• **Required work**: Update the part of the material that opens with the line containing "In the photo above, each instance of the yellow" and closes at the end of the material: replace "single pin" with "single marker" and change nothing else. Give back only that part.

******************************

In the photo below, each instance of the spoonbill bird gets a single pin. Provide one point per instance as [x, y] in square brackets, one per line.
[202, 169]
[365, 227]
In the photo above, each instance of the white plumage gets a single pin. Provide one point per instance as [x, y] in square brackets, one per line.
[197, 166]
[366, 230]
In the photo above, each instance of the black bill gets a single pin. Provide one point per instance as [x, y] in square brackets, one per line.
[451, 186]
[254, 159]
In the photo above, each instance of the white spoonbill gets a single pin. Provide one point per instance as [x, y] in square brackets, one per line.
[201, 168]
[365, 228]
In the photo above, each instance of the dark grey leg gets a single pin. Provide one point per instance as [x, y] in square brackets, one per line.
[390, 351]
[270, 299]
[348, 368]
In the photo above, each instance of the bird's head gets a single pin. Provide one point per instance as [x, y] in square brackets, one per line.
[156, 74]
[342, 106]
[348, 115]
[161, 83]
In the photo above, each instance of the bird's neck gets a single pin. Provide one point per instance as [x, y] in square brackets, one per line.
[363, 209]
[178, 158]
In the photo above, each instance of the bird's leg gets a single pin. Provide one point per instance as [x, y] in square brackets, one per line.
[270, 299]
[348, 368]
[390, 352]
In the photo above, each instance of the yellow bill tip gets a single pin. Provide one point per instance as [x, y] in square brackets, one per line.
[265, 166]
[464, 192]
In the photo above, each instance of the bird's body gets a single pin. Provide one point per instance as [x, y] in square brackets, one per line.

******************************

• **Exercise answer**:
In the photo above, each instance of the yellow bill tip gets a single marker. Provide one point per instance as [x, y] in square brackets, one per line.
[265, 166]
[464, 192]
In the photo above, each instance of the bird's body gets a single marker. Provide one point per instance as [x, y] in square brackets, one per line.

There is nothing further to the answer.